[Exercise]: In the Rawiri v Scholten judgment, how soon did an application to strike out an amendment in the defence have to be brought?

[Source text]:
· · · · ·
Rawiri v Scholten
[2012] WADC 180
•20 DECEMBER 2012
JURISDICTION : DISTRICT COURT OF WESTERN AUSTRALIA
IN CIVIL
LOCATION: PERTH
CITATION: RAWIRI -v- SCHOLTEN [2012] WADC 180
CORAM: SCOTT DCJ
HEARD: 17 & 18 DECEMBER 2012
DELIVERED : 20 DECEMBER 2012
FILE NO/S: CIV 914 of 2012
BETWEEN: MOIRA RAWIRI
Plaintiff
AND
JOHANNES ADRIAAN SCHOLTEN
Defendant
Catchwords:
Practice and procedure - Amendment to defence withdrawing admission of liability - Defence bare denial - No immediate application to strike out amendment - Action listed for trial - Application for extension of time - Alternatively, application to adjourn trial - Turns on own facts
Legislation:
District Court Rules 2005 r 48A, r 48B
Rules of the Supreme Court 1971 O 3 r 5, O 21 r 3
Result:
Extension of time to make application allowed
Application to strike out amended defence dismissed
Trial adjourned
Representation:
Counsel:
Plaintiff: Mr J R Brooksby
Defendant: Mr D R Sands
Solicitors:
Plaintiff: O'Halloran Legal
Defendant: Talbot Olivier
Case(s) referred to in judgment(s):
Commonwealth v Verwayen (1990) 95 ALR 321
Donyette Pty Ltd v Toplodge Nominees Pty Ltd [2010] WASC 388
Hutton v Meston [2004] WASCA 178
Kalavrouziotis v Howel (Unreported, WASCA, BC9802349)
Queensland v JAL Holdings Pty Ltd (1997) 189 CLR 146
Wealand v Insurance Commission of Western Australia [2006] WADC 88
SCOTT DCJ: The plaintiff's application made 7 December 2012 is for orders that:
The amended defence filed 11 July 2012 be struck out on the grounds that:
(a)it consists of bare denials and will embarrass, delay or prejudice the fair trial of the action; and/or
(b)insofar as the same consists of an amendment withdrawing an admission of liability (par 3 of the amended defence) the same be disallowed pursuant to O 21 r 3 and r 5.
The trial listed for hearing on 21 – 25 January 2013 be adjourned.
The summons did not seek an extension of time within which it could be brought. By Rules of the Supreme Court 1971 (RSC) O 21 r 3 and r 4 any application to strike out any amendment in the defence was required to be brought within seven working days after the date of service of the amended defence on the solicitors for the plaintiff.
Oral application was made during argument for an extension of time within which the application could be made. As a consequence that application will be dealt with.
· · · · ·
(Bounding-box entries)
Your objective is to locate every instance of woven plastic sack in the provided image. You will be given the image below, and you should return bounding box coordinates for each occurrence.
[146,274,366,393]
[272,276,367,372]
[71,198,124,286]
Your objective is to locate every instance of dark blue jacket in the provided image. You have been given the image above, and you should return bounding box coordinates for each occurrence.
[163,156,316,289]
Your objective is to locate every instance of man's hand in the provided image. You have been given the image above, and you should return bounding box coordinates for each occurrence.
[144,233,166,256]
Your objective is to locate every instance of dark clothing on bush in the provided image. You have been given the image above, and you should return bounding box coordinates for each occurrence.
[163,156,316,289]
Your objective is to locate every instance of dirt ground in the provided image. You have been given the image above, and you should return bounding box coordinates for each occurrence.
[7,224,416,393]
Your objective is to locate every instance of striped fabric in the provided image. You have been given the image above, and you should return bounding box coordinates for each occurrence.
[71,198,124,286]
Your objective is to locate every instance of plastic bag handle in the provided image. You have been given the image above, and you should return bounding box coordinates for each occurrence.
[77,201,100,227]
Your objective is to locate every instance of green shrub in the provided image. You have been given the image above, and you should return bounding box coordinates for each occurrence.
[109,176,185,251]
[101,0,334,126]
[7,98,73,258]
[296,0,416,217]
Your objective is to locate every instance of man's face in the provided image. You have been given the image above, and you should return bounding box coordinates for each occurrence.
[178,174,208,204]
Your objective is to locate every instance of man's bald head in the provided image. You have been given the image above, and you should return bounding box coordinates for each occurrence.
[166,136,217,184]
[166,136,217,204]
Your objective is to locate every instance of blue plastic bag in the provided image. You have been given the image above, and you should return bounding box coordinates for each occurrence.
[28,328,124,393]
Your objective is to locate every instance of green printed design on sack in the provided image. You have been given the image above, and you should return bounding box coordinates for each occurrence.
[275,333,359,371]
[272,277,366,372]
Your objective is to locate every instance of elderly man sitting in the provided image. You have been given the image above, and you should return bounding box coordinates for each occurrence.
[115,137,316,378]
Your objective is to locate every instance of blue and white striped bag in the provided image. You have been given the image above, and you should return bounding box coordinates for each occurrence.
· · · · ·
[The response]: Within seven working days after the amended defence was served on the plaintiff's solicitors.